■ PROMPT: Reproduce word for word the portion of the talus shape review below, starting at "SLR - March" and ending at "35071589; PMCID: PMC8769841.".

■ EXCERPTED PASSAGE:
Shape Approximation and Size Difference of the Upper Part of the Talus: Implication for Implant Design of the Talar Component for Total Ankle Replacement 

SLR - March 2022 - Elias L. Gomatos

Reference: Yu J, Zhao D, Wang S, Zhang C, Huang J, Wang X, Ma X. Shape Approximation and Size Difference of the Upper Part of the Talus: Implication for Implant Design of the Talar Component for Total Ankle Replacement. Biomed Res Int. 2022 Jan 12;2022:1248990. doi: 10.1155/2022/1248990. PMID: 35071589; PMCID: PMC8769841.

Level of Evidence: Level III

Scientific Literature Review

Reviewed By: Elias L. Gomatos, DPM
Residency Program: Westside Regional Medical Center – Plantation, FL

Podiatric Relevance: Ankle joint kinematics are largely influenced by the morphology of both the tibial plafond and talar dome. In this study, 3D shape approximation was used as a method to evaluate the talus for total ankle replacement (TAR) implant design purposes. Specific attention was given to the talar trochlea, which was classically described as a “truncated cone” by the work of Inman et al. Several early implant designs have adopted this shape with subsequent instability along the medial and lateral direction and further unknown biomechanical risks. The INBONE implant system added a modification of a “saddle-shaped” truncated cone as referenced by more recent literature. This was further revised with the INBONE II implant system by creating a deeper talar sulcus which provided increased implant stability. The aim of this study was to provide a further understanding of talar morphology consistent with an anatomically functional TAR.

■ ENTRIES SHOWN:
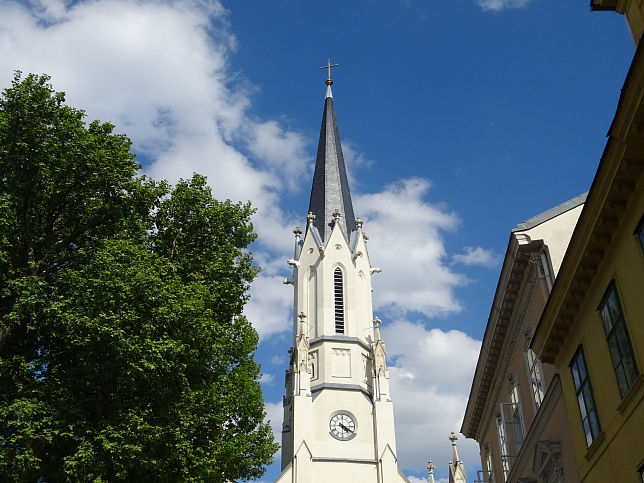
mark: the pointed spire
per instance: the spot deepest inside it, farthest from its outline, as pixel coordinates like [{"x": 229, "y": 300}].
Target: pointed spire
[{"x": 330, "y": 190}]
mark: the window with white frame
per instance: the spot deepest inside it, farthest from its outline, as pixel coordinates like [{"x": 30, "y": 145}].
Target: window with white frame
[
  {"x": 338, "y": 294},
  {"x": 585, "y": 398},
  {"x": 619, "y": 342},
  {"x": 489, "y": 465},
  {"x": 639, "y": 232},
  {"x": 509, "y": 428},
  {"x": 535, "y": 375}
]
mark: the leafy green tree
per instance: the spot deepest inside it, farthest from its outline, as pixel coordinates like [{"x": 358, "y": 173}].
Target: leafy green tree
[{"x": 123, "y": 351}]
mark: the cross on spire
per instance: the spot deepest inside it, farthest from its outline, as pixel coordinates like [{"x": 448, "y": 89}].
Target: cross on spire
[{"x": 328, "y": 67}]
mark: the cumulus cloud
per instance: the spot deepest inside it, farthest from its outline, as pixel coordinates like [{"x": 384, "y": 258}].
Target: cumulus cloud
[
  {"x": 266, "y": 378},
  {"x": 269, "y": 307},
  {"x": 159, "y": 71},
  {"x": 430, "y": 374},
  {"x": 487, "y": 258},
  {"x": 407, "y": 234},
  {"x": 498, "y": 5}
]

■ WRITTEN SOLUTION:
SLR - March 2022 - Elias L. Gomatos

Reference: Yu J, Zhao D, Wang S, Zhang C, Huang J, Wang X, Ma X. Shape Approximation and Size Difference of the Upper Part of the Talus: Implication for Implant Design of the Talar Component for Total Ankle Replacement. Biomed Res Int. 2022 Jan 12;2022:1248990. doi: 10.1155/2022/1248990. PMID: 35071589; PMCID: PMC8769841.